**Task input**
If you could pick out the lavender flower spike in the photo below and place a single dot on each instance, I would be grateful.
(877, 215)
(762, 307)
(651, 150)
* * *
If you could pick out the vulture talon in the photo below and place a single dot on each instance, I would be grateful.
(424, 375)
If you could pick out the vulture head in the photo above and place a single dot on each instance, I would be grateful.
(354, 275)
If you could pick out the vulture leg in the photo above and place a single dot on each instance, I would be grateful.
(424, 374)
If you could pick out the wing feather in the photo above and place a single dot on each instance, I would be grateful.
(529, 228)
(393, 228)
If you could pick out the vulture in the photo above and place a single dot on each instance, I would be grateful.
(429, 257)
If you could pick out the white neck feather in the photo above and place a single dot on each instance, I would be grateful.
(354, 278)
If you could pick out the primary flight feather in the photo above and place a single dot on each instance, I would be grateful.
---
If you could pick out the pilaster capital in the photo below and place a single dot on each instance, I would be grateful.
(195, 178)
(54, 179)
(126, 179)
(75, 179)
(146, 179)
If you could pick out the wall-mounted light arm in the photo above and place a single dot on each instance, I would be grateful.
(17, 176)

**Required action**
Among the lines above, repeat exactly those from the line with "If you could pick out the wing" to the line with "If you could pick out the primary", counting both ends.

**Exercise answer**
If you could pick out the wing feather in the photo above and place a single dot on each instance, I would be grateful.
(529, 228)
(393, 228)
If you could pick out the vulture in the photo above and place a single dot on each instance, I would be grateful.
(429, 257)
If you could pick out the white neck feather in the photo above and place a single dot on each instance, I would be grateful.
(354, 278)
If you could pick out the primary flight feather in the photo above and place a single dot on each instance, I would be grateful.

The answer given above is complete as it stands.